===== Testo mostrato =====

Proliferano gli anglismi e anche a livello istituzionale si riscontra l’uso di alcuni termini come Family Act sull’onda del precedente Job Act, così come un latinismo tira l’altro: «Mattarellum ha dato vita a Porcellum e a Rosatellum e le loro origini si radicano nel referendum…vezzi e malvezzi del linguaggio politico» - ha sottolineato Paolo D’Achille.
È pur vero che l’inglese domina nei titoli dei giornali più che non nei testi. Parole come smart working sono più immediate di “lavoro agile” o “lavoro da remoto”, sebbene non si possa eccedere. Un termine come “smartabile” non si può introdurre nel vocabolario della lingua italiana perché è malformato e perchè “abile” è un suffisso che richiede un verbo transitivo (e non è il caso di smart).

===== Materiale di partenza =====

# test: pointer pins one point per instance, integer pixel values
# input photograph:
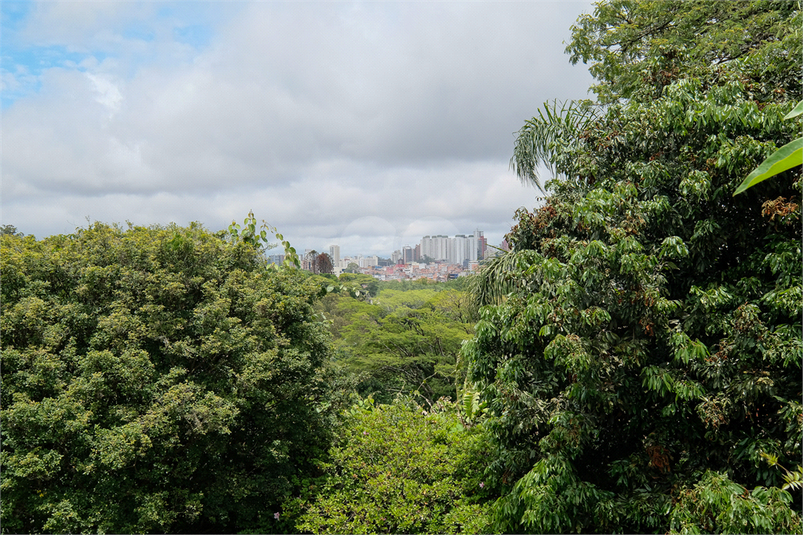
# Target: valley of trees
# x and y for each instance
(632, 365)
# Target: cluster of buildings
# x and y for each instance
(436, 257)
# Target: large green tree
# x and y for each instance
(154, 380)
(400, 468)
(640, 348)
(402, 341)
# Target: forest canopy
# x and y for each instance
(639, 350)
(633, 364)
(154, 379)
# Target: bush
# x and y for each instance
(401, 469)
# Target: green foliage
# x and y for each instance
(400, 468)
(788, 156)
(541, 140)
(154, 380)
(718, 505)
(401, 341)
(258, 238)
(640, 348)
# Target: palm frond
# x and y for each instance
(499, 277)
(545, 137)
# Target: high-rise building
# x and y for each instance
(407, 254)
(334, 252)
(457, 250)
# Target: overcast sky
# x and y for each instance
(367, 124)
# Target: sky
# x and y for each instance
(363, 124)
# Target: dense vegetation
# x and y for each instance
(154, 379)
(632, 365)
(404, 340)
(641, 348)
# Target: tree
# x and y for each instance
(402, 342)
(10, 229)
(640, 348)
(400, 468)
(155, 379)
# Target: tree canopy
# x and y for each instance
(154, 380)
(640, 348)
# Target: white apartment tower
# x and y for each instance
(334, 253)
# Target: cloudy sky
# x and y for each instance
(367, 124)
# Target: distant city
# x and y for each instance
(436, 257)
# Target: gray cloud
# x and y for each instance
(360, 122)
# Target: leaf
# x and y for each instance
(796, 111)
(788, 156)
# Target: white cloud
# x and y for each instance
(315, 115)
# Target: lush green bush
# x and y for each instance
(154, 379)
(641, 347)
(402, 341)
(400, 468)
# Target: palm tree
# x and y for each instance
(549, 136)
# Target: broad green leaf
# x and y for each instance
(788, 156)
(796, 111)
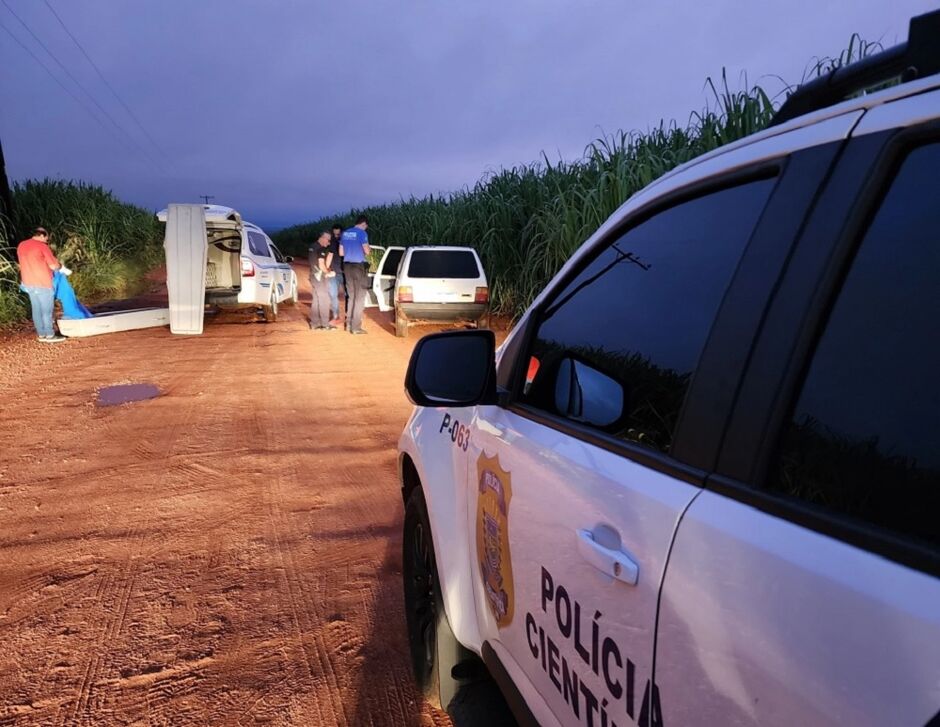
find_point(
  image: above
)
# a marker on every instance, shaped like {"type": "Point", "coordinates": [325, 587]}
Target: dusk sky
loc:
{"type": "Point", "coordinates": [291, 110]}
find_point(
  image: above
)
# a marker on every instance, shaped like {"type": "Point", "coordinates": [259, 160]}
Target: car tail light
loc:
{"type": "Point", "coordinates": [530, 374]}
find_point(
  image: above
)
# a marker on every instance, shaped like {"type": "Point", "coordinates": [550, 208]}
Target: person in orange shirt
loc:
{"type": "Point", "coordinates": [36, 265]}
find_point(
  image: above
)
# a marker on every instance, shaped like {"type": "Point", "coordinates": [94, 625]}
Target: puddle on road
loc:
{"type": "Point", "coordinates": [125, 393]}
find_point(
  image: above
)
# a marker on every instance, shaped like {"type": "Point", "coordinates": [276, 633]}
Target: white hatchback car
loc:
{"type": "Point", "coordinates": [431, 283]}
{"type": "Point", "coordinates": [699, 484]}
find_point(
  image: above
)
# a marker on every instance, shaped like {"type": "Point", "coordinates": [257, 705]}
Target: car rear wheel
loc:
{"type": "Point", "coordinates": [401, 324]}
{"type": "Point", "coordinates": [270, 310]}
{"type": "Point", "coordinates": [434, 649]}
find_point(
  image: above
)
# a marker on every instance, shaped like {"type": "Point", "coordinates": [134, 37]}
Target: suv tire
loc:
{"type": "Point", "coordinates": [401, 324]}
{"type": "Point", "coordinates": [294, 295]}
{"type": "Point", "coordinates": [434, 649]}
{"type": "Point", "coordinates": [270, 310]}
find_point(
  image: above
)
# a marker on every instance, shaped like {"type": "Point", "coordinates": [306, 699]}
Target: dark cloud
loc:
{"type": "Point", "coordinates": [289, 110]}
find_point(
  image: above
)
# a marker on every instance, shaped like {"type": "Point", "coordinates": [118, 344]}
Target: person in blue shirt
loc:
{"type": "Point", "coordinates": [354, 249]}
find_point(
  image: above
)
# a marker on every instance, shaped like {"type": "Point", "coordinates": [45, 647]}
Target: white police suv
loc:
{"type": "Point", "coordinates": [699, 484]}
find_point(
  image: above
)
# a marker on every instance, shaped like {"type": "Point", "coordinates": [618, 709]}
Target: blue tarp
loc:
{"type": "Point", "coordinates": [71, 306]}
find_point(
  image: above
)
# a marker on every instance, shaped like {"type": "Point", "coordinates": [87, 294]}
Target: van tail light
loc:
{"type": "Point", "coordinates": [530, 374]}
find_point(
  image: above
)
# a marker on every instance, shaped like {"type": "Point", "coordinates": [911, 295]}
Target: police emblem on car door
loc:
{"type": "Point", "coordinates": [493, 498]}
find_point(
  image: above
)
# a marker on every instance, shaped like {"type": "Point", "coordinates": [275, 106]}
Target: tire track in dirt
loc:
{"type": "Point", "coordinates": [243, 531]}
{"type": "Point", "coordinates": [122, 581]}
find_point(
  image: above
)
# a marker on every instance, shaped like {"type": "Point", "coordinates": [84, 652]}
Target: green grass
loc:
{"type": "Point", "coordinates": [527, 220]}
{"type": "Point", "coordinates": [110, 245]}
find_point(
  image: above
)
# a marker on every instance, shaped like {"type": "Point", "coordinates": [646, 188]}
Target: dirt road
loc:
{"type": "Point", "coordinates": [225, 554]}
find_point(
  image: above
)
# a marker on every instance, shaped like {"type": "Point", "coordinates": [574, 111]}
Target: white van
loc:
{"type": "Point", "coordinates": [431, 283]}
{"type": "Point", "coordinates": [243, 267]}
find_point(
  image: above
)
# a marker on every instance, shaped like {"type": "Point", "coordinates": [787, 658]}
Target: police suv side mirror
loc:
{"type": "Point", "coordinates": [453, 369]}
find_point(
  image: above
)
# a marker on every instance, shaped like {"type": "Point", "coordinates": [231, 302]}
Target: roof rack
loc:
{"type": "Point", "coordinates": [918, 57]}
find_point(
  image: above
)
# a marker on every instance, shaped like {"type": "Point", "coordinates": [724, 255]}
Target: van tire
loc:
{"type": "Point", "coordinates": [434, 649]}
{"type": "Point", "coordinates": [270, 310]}
{"type": "Point", "coordinates": [401, 324]}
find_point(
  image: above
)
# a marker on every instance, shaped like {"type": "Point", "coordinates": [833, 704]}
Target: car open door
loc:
{"type": "Point", "coordinates": [382, 280]}
{"type": "Point", "coordinates": [186, 250]}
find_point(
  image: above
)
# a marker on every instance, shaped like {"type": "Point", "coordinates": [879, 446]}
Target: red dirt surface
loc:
{"type": "Point", "coordinates": [228, 553]}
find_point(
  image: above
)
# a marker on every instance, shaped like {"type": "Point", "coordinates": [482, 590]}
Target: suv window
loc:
{"type": "Point", "coordinates": [617, 348]}
{"type": "Point", "coordinates": [390, 266]}
{"type": "Point", "coordinates": [862, 438]}
{"type": "Point", "coordinates": [443, 264]}
{"type": "Point", "coordinates": [257, 244]}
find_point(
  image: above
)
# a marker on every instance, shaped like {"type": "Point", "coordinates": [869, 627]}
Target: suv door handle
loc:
{"type": "Point", "coordinates": [614, 563]}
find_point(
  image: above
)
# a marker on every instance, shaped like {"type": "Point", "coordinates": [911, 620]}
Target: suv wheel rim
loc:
{"type": "Point", "coordinates": [425, 611]}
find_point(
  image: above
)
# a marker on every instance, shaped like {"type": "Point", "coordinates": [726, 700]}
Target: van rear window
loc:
{"type": "Point", "coordinates": [443, 264]}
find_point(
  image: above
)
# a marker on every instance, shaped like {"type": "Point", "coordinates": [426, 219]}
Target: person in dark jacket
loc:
{"type": "Point", "coordinates": [337, 282]}
{"type": "Point", "coordinates": [321, 258]}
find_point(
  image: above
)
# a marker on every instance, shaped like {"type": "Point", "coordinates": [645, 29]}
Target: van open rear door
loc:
{"type": "Point", "coordinates": [186, 249]}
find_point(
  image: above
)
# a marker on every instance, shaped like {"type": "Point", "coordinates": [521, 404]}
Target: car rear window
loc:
{"type": "Point", "coordinates": [443, 264]}
{"type": "Point", "coordinates": [390, 266]}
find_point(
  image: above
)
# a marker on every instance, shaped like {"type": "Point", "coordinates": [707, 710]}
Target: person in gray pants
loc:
{"type": "Point", "coordinates": [354, 249]}
{"type": "Point", "coordinates": [320, 258]}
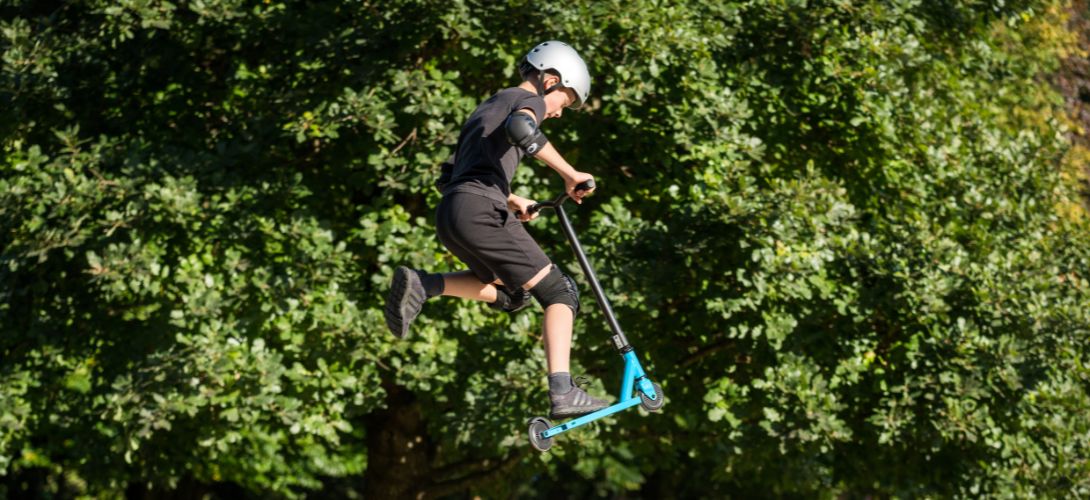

=====

> [Dettagli del compito]: Secondo il testo mostrato, dove domina l'inglese più che nei testi? Le righe non hanno alcun legame con il testo mostrato.

> [Risultato del compito]: Nei titoli dei giornali.